Reproduce the listing from its start up to and including the line with "[[[216,165],[193,165],[190,166],[183,172],[223,172],[223,168]]]", keeping the requests, and shift every polygon coordinate in the outlines by -121.

— Begin Material —

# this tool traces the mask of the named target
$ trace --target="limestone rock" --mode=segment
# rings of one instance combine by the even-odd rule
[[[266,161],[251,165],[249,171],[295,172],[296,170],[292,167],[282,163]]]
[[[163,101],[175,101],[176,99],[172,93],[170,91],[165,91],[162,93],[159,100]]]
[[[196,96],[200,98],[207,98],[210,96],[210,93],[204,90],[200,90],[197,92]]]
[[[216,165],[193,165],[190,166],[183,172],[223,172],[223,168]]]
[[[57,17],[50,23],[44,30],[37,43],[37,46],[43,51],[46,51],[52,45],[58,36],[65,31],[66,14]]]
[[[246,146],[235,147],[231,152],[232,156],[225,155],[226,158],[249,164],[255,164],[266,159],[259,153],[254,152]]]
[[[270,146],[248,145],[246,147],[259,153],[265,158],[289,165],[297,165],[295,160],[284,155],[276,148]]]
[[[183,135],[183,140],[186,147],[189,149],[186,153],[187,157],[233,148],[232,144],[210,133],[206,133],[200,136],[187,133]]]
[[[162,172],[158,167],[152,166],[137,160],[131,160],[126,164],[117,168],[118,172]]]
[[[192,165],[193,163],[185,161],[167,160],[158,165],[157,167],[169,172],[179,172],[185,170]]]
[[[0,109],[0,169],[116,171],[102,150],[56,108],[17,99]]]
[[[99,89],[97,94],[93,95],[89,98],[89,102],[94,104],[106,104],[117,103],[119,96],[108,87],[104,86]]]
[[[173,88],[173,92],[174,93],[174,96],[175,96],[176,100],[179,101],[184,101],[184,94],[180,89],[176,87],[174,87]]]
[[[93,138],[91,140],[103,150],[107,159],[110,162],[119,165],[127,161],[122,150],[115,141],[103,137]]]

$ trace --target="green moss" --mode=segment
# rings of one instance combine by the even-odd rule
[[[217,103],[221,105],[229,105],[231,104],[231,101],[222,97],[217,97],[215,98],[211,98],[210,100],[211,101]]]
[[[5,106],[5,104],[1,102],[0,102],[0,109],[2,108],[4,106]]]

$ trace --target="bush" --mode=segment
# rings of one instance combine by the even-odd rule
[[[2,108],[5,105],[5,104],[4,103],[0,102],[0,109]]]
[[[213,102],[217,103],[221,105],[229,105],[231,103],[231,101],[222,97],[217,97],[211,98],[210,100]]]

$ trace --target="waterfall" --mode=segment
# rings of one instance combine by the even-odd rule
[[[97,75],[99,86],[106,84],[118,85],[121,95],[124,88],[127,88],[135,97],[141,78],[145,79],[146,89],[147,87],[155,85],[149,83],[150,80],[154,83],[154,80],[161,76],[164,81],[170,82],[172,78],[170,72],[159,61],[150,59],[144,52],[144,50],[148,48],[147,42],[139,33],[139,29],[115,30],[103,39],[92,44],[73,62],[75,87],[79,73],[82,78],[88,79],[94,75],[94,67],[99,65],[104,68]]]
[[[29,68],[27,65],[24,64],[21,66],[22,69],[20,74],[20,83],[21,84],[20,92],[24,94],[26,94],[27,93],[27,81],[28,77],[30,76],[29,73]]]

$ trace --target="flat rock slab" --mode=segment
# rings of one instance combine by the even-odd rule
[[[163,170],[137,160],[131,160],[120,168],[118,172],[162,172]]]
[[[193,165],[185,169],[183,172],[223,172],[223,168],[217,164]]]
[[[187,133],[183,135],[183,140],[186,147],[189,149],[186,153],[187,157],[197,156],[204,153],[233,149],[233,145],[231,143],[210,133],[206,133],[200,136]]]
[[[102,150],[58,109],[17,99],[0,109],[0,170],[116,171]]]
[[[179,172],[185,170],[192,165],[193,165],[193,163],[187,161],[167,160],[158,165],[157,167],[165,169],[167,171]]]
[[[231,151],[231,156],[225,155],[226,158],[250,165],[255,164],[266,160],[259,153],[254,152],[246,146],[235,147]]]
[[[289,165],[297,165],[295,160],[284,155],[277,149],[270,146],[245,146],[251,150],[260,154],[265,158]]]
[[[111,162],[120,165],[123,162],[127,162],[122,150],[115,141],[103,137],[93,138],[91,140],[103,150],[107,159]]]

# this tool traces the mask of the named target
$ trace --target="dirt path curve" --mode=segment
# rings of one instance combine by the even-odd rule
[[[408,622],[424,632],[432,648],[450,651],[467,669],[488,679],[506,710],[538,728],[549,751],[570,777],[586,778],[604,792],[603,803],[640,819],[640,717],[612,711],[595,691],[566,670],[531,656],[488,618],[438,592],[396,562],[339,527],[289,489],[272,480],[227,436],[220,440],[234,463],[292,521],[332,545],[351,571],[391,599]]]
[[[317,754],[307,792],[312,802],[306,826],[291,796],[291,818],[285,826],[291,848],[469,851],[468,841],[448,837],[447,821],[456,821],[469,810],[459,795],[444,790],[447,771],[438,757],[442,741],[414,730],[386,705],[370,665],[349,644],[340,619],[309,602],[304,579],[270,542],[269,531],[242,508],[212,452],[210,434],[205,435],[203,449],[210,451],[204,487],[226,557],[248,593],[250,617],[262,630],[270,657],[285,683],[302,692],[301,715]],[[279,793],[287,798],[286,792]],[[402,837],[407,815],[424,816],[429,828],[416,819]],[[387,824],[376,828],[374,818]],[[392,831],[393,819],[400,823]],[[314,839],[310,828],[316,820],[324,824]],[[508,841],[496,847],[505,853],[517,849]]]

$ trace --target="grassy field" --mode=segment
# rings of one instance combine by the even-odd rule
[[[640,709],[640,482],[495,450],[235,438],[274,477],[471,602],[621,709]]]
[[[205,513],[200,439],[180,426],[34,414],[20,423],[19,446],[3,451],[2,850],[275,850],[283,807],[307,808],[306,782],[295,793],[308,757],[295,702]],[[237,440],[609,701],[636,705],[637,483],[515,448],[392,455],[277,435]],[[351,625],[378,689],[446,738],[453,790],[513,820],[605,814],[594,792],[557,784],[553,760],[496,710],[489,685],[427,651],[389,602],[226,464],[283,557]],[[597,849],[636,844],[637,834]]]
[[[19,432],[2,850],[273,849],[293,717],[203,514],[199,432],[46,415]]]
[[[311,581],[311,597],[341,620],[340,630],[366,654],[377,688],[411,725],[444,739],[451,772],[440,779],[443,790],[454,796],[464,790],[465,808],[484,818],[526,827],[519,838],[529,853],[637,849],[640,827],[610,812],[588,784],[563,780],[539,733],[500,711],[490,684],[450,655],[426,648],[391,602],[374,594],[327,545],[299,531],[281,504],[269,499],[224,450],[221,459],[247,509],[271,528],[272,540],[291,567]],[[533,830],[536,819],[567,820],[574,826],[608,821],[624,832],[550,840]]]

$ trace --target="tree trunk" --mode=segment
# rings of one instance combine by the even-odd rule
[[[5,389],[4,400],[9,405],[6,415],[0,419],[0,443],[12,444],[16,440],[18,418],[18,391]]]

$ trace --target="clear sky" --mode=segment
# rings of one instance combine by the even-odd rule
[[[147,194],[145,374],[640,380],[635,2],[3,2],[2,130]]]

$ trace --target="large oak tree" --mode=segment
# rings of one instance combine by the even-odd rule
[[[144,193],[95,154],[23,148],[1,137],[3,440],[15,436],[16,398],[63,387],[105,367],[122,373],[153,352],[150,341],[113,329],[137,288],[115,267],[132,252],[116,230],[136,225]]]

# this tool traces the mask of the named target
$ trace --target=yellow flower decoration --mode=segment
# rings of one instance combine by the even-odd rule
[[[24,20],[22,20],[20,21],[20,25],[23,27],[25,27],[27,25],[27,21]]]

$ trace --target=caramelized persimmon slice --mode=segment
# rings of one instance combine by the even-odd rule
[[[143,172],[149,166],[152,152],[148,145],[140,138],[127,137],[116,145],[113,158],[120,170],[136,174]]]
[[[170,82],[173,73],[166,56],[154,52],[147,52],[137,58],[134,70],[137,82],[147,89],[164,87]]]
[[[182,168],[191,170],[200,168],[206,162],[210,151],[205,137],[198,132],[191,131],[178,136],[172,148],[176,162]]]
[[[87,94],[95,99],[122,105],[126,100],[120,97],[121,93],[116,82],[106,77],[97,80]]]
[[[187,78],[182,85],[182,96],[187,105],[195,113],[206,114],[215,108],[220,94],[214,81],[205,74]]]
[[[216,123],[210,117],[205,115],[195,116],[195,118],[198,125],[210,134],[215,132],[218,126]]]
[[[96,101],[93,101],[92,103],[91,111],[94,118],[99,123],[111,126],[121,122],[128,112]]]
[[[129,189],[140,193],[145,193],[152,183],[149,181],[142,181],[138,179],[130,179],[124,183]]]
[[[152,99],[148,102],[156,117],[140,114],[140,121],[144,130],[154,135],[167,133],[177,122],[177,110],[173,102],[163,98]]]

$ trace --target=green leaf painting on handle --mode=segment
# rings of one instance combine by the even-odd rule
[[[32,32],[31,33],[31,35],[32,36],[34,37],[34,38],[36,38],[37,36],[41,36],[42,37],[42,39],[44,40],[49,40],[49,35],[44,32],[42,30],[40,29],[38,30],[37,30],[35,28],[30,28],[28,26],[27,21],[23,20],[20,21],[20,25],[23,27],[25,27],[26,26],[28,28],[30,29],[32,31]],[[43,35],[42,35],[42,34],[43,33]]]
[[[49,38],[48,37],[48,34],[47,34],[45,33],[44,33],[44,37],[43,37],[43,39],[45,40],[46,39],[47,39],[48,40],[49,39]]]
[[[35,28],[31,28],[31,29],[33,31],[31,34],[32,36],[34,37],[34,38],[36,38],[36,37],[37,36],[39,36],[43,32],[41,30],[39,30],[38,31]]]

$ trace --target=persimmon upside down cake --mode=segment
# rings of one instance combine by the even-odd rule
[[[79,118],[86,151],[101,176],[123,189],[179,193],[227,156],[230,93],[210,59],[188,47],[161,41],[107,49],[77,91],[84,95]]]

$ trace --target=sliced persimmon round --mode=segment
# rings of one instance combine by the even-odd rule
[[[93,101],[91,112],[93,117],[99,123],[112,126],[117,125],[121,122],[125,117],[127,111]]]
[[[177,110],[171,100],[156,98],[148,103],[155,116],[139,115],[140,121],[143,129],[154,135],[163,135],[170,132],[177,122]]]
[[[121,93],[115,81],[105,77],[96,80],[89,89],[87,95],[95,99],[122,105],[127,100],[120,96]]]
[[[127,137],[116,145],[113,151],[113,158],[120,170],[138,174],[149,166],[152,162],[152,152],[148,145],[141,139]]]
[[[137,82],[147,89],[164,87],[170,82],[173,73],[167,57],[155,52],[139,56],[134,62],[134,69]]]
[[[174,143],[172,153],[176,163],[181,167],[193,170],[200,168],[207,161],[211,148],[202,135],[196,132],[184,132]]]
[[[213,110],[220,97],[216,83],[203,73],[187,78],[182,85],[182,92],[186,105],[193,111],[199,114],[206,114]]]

— End Material —

Solution to this exercise:
# this tool traces the mask of the named target
$ trace --target="limestone rock" --mode=segment
# rings of one instance combine by the even-odd rule
[[[145,40],[130,44],[128,50],[174,51],[175,49],[171,46],[161,42]]]
[[[42,-20],[54,-20],[55,-22],[51,-28],[49,-30],[44,-30],[41,-28],[38,-21]]]
[[[75,-25],[79,-23],[86,-23],[89,-25],[89,-28],[83,-31],[79,-31],[76,-29]]]
[[[95,44],[72,44],[69,45],[62,51],[102,51],[102,47]]]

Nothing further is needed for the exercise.